FRAGMENT TEKSTU:
☆ ☆ ☆ ☆ ☆ ☆ ☆

PS. Tylko kawę piłem. A dzisiaj wreszcie zdjąłem flagę z domu. Po zwycięstwie!
Piękne były te sceny moknących i wzruszonych ludzi. I wyobrażasz sobie! Nie był za Karolem cieć, który by osłaniał naszego kandydata ogromnym parasolem.
Czy zwyciężyliśmy rzeczywiście okaze się juz niebawem. Teraz jest pytanie: czy " efekt Nawrockiego" pozwoli na przewartościowanie i redefiniowanie układu sił po prawej stronie politycznej sceny. Sprawdzianem zaistnienia możliwości takiego zjawiska będzie już skład personalny kancelarii przyszłego prezydenta jak i dopuszczonych do jej orbity zastępów doradców, skuteczność formatowania BBN, nie mówiąc o wypelnianiu podjętych na finiszu kampanii zobowiązań wobec nieformalnych " koalicjantow" . Nawrocki doświadczenia w politycznych podchodach nie ma żadnego, więc ostroznie z fanfarami. Raczej należy się zastanawiać- i to dosyć intensywnie- na jakim składzie osobowym może się oprzeć aby nie został wystrychniety na Dudę. A my razem z nim.

☆ ☆ ☆ ☆ ☆ ☆ ☆

WYODRĘBNIONY MATERIAŁ:

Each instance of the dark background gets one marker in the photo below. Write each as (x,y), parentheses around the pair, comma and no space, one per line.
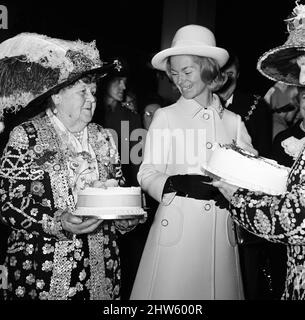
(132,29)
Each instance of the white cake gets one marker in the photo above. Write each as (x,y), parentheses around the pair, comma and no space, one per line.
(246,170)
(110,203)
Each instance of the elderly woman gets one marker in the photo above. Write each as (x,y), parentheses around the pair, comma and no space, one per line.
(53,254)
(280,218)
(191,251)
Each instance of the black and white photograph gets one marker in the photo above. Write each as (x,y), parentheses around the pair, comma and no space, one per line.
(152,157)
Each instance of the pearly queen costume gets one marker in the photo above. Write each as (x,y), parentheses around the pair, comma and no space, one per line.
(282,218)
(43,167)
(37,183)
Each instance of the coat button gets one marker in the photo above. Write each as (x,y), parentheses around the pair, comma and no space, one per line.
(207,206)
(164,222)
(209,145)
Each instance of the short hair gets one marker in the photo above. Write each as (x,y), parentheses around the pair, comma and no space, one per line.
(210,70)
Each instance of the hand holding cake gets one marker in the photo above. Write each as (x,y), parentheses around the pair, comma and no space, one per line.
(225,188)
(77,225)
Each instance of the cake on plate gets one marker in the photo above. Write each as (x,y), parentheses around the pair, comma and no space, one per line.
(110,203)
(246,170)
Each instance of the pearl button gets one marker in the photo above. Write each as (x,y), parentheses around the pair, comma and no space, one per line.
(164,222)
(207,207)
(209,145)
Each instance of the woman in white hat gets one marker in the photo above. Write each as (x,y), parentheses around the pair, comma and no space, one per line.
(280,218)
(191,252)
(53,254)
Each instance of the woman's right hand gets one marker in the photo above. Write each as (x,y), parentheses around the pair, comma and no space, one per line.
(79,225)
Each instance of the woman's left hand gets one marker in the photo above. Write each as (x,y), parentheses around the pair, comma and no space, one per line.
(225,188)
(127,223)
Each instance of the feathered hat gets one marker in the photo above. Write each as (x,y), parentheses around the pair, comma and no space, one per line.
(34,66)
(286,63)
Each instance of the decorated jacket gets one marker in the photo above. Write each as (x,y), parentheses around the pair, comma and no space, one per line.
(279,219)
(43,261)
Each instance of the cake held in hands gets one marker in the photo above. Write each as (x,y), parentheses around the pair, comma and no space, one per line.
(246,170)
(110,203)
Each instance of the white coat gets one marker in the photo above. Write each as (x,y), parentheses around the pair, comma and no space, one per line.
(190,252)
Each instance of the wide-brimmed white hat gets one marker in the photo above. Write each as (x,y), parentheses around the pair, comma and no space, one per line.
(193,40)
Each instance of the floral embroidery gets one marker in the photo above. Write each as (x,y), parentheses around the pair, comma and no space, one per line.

☆ ☆ ☆ ☆ ☆ ☆ ☆

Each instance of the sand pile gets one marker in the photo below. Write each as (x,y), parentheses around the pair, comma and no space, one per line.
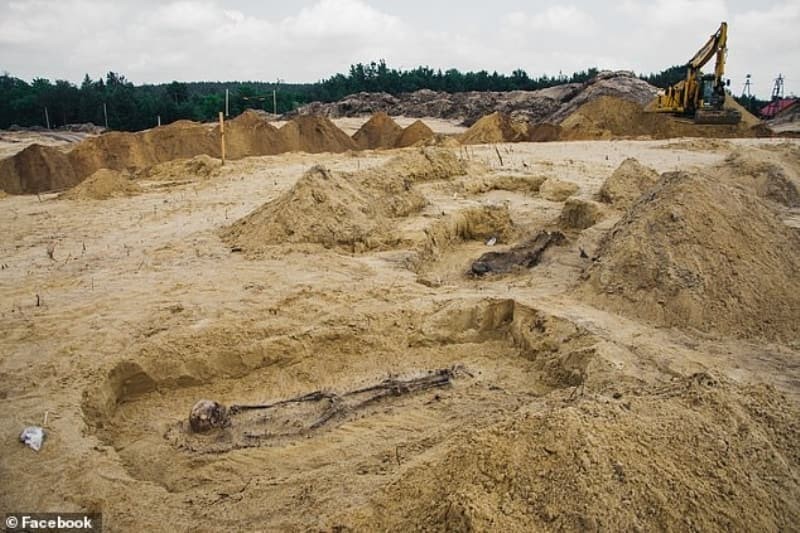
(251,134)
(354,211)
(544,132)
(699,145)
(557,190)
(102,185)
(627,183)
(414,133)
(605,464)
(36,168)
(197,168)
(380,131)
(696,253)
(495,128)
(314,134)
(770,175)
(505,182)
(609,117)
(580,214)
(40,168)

☆ ☆ ☆ ☆ ☆ ☆ ☆

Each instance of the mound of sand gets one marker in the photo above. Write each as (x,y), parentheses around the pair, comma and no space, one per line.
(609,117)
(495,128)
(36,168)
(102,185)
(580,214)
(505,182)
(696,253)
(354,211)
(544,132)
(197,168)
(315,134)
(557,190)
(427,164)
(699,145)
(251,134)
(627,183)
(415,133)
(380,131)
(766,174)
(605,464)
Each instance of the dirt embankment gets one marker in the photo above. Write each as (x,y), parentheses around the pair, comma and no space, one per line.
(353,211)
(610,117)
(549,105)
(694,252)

☆ ☆ ☆ ☆ ☆ ☆ ☆

ZADANIA DO WYKONANIA:
1. Przepisz bez zmian wiersze rekordów od wiersza z "Each instance of the white coat" do wiersza z "Each instance of the floral", łącznie z oboma skrajnymi.
2. Dopisz dalszy ciąg komentarza o zwycięstwie Nawrockiego, zaczynając od miejsca, w którym się kończy.

ODPOWIEDZI DO ZADAŃ:
1.
Each instance of the white coat gets one marker in the photo above. Write each as (x,y), parentheses around the pair, comma and no space, one per line.
(190,252)
Each instance of the wide-brimmed white hat gets one marker in the photo above. Write each as (x,y), parentheses around the pair, comma and no space, one per line.
(193,40)
Each instance of the floral embroidery gets one marker in the photo above. Write each as (x,y), parentheses around the pair, comma and no space, one per line.

2.
W standardach zachowania nic się nie zmieniło więc nie powstanie żaden dodatkowy efekt, poza Izerą - ta jest zawsze.
Nie wyjechali, bo byli pewni, że Wrocław znowu stanie się Breslau, a Gdańsk Danzig. Ale wyprasowane brunatne koszule trzymają w szafie.
W Breslau i Danzig potrzeba dużo chętnych do mycia kibli i sprzątania . Nawet studia pokończyli . Pacz Pan Panie jak się kolorowy wkurwia . Teraz to chyba na praktykę do Berlina pojadą "bo pracy nie będzie w specjalności "., jak mawiał pewien słynny Wrocłąwianin z Polsatu . Oni po prostu chcieli zostać enerdowcami w Polsce . A tu taki numer i "wszystko w pizdu".